Description of the task
Rewrite every line of the listing with "in this photo" replaced by "in this image" and nothing else changed. Leave the pictures out.

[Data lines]
⁂

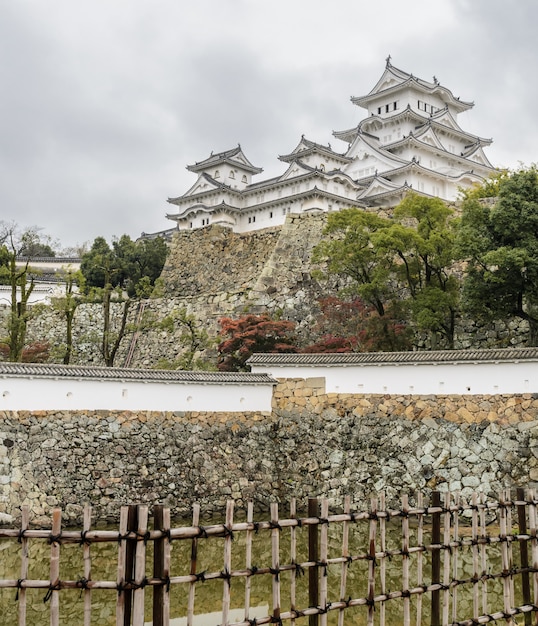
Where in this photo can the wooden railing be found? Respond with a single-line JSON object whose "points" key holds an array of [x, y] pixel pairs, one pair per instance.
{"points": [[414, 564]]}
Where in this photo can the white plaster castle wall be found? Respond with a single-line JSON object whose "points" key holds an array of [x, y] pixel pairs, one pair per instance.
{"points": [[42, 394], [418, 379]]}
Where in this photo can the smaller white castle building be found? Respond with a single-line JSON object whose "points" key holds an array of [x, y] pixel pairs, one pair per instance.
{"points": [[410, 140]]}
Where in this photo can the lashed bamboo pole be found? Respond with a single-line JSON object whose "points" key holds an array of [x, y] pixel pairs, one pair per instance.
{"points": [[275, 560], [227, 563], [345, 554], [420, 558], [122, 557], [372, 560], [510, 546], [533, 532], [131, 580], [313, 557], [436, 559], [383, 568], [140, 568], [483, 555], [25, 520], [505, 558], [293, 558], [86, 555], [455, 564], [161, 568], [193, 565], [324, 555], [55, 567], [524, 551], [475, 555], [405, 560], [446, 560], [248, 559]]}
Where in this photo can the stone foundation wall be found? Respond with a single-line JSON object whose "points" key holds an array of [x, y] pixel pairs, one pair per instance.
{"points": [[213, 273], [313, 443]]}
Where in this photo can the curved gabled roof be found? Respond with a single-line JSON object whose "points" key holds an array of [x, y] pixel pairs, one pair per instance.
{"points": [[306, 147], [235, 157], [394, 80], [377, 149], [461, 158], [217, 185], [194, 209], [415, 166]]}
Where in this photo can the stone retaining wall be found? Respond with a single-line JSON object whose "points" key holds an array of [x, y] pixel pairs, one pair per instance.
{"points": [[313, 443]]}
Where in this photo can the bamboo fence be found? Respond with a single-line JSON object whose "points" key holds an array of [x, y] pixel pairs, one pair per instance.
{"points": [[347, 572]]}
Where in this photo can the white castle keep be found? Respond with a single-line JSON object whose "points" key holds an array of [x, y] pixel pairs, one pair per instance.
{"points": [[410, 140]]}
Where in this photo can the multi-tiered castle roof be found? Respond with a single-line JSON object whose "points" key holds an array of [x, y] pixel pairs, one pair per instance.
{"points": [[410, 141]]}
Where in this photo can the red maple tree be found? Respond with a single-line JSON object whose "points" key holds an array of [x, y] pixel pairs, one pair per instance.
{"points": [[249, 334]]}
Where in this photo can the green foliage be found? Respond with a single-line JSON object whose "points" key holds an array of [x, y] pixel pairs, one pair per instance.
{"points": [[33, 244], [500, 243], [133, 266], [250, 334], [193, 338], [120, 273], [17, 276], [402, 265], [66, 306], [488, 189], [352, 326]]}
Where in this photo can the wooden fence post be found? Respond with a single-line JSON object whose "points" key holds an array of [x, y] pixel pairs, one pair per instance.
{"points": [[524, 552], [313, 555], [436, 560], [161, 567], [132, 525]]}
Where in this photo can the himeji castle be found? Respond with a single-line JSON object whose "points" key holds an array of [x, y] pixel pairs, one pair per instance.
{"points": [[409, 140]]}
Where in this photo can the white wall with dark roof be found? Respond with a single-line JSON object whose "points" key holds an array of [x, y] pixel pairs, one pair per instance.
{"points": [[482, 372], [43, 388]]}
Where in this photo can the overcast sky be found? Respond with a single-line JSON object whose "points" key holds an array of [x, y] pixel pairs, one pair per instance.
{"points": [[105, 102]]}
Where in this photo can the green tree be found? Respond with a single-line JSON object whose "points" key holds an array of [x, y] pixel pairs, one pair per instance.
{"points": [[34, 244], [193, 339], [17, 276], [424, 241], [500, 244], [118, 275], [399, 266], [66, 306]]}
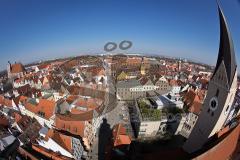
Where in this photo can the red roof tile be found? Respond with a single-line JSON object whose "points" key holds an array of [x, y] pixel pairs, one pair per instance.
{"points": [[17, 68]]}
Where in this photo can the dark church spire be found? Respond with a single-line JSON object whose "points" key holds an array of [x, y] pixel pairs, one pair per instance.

⁂

Reply to the exercise
Where in this image can the wooden railing be found? Respond with a single-line JSON object whose "points" key holds an array of [x, y] pixel pairs, one pair per instance.
{"points": [[414, 564]]}
Where in this image can the white plaster castle wall be found? Respond with a single-line JSON object whose "points" key holds an array of [x, y] pixel pairs, one pair per instance.
{"points": [[42, 394], [418, 379]]}
Where in this image can the smaller white castle building be found? Respond with a single-line JSON object whose "points" key holds an array of [x, y] pixel pairs, one pair per instance.
{"points": [[410, 140]]}
Where in this image can the lashed bamboo pole be found? Respond with a single-line JSON object whose "points" key holds an array of [x, y] pixel pairs, one pair per instance.
{"points": [[275, 560], [227, 563], [345, 554], [420, 558], [122, 557], [372, 560], [510, 546], [533, 532], [131, 580], [313, 557], [436, 559], [383, 568], [140, 568], [483, 555], [25, 520], [505, 558], [293, 558], [86, 555], [455, 564], [161, 568], [193, 565], [324, 555], [55, 567], [524, 551], [475, 555], [405, 560], [446, 560], [248, 559]]}
Where in this image can the stone foundation wall be found? Respond with a single-line JSON object whose "points" key holds an array of [x, y] pixel pairs, one pair per instance.
{"points": [[213, 273], [313, 443]]}
Where in this image can the curved gabled roof be found? Respond with a single-line JSON object whose "points" key holds an array of [x, y] pixel pairs, one pair per instance.
{"points": [[306, 147], [235, 157], [394, 80], [377, 149], [461, 158], [217, 185], [194, 209], [415, 166]]}
Where in this image can the stone retaining wall be found? Respond with a single-line JSON object whose "points" key holds an array of [x, y] pixel pairs, one pair per instance.
{"points": [[313, 443]]}
Where in this image can the bamboo fence be found? Respond with a single-line JSON object whose "points" key holds an array of [x, y] pixel pairs, one pair per instance.
{"points": [[347, 572]]}
Where in this image can the white castle keep be found? Respond with a single-line JSON object whose "points" key holds an array of [x, y] pixel pairs, one pair per instance.
{"points": [[410, 140]]}
Where in this image can the multi-tiered castle roof be found? Respond with a single-line JSON object whose "points" key holds an array of [x, y] pixel pairs, one pair per instance.
{"points": [[410, 141]]}
Where in this image can the red maple tree be found? Respond with a single-line JSON object whose "points" key holds an array of [x, y] pixel pairs, one pair per instance.
{"points": [[249, 334]]}
Where in this image can the green foliage be found? Respond with a single-line JSON object whose "points" key holds an array of [x, y] pixel pairs, one pair per instance.
{"points": [[33, 244], [500, 243], [133, 266], [250, 334], [193, 338], [120, 273], [17, 276], [402, 265], [66, 306], [488, 189], [352, 326]]}
Where in this image can the wooden fence post be found? Respond with a single-line JSON object whose "points" key holds an array of [x, y] pixel pairs, one pair per instance.
{"points": [[524, 552], [313, 555], [436, 560], [161, 567], [132, 525]]}
Where in this image can the himeji castle be found? Respond with a single-line JSON object whose "points" key holds an array of [x, y] pixel pairs, one pair per instance.
{"points": [[409, 140]]}
Where in this image can the white wall with dark roof be found? Respond with a single-line JSON object whose "points" key holds an array of [x, y] pixel pairs, one pair per instance.
{"points": [[482, 372], [43, 388]]}
Where in this image can the overcast sky be found? Respond with a single-line JSON object whose "points" key holds an array of [x, y] pixel pairs, one pair per instance.
{"points": [[105, 102]]}
Where in this image can the green tree be found? Respond with a single-line JSON object whose "points" key holds an array of [x, y] pixel pairs, one pair per instance.
{"points": [[34, 244], [193, 339], [17, 276], [424, 241], [500, 244], [118, 275], [399, 266], [66, 306]]}
Where in this image can the red roof tile be found? Respond with a single-line JSON object whose "points" key holds an array of [x, y] pixel pairs, one pair per instance.
{"points": [[17, 68]]}
Where in this image can the dark church spire be found? Respond with a single-line JSON object whose "points" key holds an array of [x, y] pixel pairs, one pair per instance.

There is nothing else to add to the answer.